Task directions:
Every line below that contains the word "wheel" must be copied.

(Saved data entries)
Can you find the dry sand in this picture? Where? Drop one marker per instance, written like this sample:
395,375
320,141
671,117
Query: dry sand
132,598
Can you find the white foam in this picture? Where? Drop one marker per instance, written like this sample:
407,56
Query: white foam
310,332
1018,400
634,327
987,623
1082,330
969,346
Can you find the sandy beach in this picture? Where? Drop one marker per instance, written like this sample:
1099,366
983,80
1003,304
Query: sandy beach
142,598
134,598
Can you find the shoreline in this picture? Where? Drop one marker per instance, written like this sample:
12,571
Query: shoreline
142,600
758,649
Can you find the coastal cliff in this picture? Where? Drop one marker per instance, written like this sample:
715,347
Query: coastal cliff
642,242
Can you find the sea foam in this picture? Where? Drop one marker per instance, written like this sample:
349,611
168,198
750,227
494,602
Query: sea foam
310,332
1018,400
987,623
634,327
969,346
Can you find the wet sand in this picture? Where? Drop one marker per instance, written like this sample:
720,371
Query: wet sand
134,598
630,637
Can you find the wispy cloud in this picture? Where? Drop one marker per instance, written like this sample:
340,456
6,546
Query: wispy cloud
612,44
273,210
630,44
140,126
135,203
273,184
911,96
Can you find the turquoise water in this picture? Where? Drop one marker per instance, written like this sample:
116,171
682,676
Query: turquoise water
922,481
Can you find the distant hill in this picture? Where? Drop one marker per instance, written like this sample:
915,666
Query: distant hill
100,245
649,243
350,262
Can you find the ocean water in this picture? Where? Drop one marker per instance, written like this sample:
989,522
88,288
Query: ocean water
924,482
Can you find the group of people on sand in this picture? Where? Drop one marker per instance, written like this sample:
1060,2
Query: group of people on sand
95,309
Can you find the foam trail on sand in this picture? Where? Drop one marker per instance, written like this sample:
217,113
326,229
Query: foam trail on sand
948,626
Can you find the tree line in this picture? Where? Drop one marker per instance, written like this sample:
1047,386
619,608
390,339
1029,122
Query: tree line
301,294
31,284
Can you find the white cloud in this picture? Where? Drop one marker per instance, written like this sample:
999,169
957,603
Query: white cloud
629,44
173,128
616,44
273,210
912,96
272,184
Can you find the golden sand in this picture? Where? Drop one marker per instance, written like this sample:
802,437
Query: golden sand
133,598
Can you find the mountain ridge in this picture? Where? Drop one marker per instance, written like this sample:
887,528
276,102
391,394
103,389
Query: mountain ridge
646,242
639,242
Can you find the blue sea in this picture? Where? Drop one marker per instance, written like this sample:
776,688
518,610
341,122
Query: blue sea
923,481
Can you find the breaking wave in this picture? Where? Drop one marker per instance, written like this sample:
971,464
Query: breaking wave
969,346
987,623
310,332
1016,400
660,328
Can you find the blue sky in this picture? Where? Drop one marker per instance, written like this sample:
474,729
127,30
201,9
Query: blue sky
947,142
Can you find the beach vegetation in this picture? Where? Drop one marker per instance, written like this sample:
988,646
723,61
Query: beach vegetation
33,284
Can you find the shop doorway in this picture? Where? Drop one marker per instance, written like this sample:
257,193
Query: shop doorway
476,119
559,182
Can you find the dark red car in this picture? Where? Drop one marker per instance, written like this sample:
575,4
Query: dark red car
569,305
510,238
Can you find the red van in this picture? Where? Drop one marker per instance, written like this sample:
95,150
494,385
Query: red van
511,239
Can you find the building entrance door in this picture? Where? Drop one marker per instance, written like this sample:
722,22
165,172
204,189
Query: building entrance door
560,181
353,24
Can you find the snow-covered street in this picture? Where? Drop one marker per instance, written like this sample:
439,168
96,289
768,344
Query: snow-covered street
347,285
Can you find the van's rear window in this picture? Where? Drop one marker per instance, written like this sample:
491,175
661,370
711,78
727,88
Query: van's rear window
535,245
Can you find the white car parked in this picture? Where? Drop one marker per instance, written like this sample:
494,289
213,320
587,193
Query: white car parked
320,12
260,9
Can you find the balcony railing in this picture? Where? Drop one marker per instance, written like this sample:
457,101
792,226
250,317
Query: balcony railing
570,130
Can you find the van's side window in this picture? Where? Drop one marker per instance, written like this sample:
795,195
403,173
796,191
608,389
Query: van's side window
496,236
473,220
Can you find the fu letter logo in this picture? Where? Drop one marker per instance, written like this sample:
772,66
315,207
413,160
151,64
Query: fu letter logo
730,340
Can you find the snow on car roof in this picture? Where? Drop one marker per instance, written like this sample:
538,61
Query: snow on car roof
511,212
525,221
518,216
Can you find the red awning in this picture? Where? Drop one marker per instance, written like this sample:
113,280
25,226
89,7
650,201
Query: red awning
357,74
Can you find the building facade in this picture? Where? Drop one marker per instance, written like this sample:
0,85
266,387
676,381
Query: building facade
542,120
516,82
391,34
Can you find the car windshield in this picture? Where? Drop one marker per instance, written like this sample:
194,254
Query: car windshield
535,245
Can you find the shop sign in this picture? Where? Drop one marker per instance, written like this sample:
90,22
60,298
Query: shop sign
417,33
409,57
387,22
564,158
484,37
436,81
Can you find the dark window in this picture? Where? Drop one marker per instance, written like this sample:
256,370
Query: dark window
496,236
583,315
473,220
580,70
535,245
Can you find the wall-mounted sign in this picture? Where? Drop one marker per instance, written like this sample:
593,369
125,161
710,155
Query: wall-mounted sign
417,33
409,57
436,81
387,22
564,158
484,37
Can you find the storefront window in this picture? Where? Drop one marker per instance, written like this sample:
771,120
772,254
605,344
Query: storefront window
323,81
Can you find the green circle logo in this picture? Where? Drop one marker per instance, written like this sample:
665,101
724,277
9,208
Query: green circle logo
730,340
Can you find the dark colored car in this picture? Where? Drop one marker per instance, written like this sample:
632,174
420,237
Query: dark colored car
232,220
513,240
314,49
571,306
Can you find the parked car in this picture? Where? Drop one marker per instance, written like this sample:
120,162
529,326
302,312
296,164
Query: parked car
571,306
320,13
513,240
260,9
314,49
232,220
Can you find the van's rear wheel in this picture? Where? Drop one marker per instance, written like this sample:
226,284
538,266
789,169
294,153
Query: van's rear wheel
--
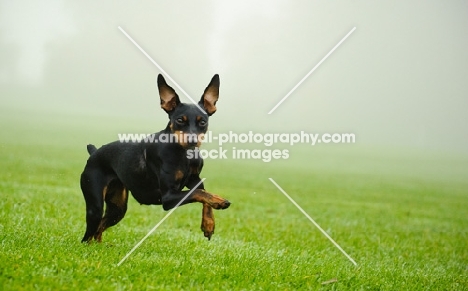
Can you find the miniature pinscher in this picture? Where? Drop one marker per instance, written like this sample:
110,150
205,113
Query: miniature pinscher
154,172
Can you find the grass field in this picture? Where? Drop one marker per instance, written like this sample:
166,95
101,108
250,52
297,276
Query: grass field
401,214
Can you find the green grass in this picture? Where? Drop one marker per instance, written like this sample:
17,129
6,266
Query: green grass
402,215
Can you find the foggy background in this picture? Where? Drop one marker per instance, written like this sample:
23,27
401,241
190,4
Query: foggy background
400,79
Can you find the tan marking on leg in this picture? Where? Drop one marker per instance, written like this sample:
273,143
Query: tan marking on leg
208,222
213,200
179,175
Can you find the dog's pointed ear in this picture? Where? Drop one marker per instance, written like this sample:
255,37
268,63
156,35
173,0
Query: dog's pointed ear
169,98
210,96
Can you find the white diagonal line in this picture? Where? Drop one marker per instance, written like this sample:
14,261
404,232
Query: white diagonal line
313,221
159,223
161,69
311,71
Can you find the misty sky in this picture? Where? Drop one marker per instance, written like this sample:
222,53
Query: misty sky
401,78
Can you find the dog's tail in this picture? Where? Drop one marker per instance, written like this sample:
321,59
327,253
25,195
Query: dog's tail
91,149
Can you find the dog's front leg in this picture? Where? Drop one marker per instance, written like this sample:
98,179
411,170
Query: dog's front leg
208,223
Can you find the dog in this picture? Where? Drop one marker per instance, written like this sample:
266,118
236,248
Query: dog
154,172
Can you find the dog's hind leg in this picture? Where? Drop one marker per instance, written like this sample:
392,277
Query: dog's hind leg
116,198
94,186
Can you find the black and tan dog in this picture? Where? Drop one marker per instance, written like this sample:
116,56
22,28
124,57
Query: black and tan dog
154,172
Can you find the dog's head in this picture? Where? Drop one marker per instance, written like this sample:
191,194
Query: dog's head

Reply to the task:
Can you find the van's rear wheel in this picture? Where? Drop one marker per instance, written like this sample:
Query: van's rear wheel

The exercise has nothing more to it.